→ **REQUIRED TASK**
Can you repeat each line of the listing below word for word, leaving the pictures out?

[START]

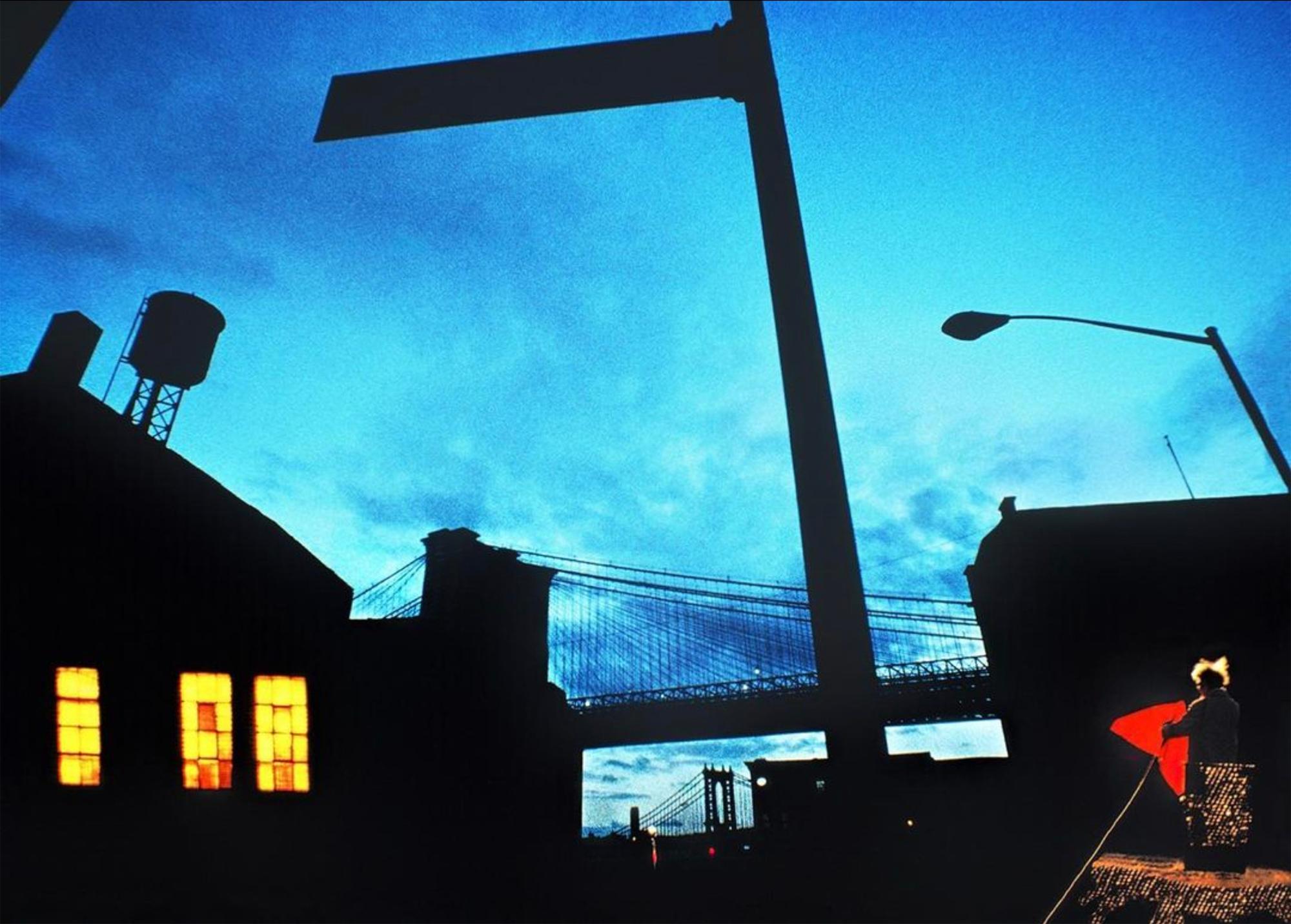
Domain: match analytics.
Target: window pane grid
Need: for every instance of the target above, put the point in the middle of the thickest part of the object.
(81, 743)
(207, 731)
(282, 735)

[END]

→ **REPLY TO THE TASK**
Domain: match analytics.
Target: window pane grid
Need: for every instance of the target above, put the point in the middle of the thickest part of the object.
(81, 743)
(207, 731)
(282, 735)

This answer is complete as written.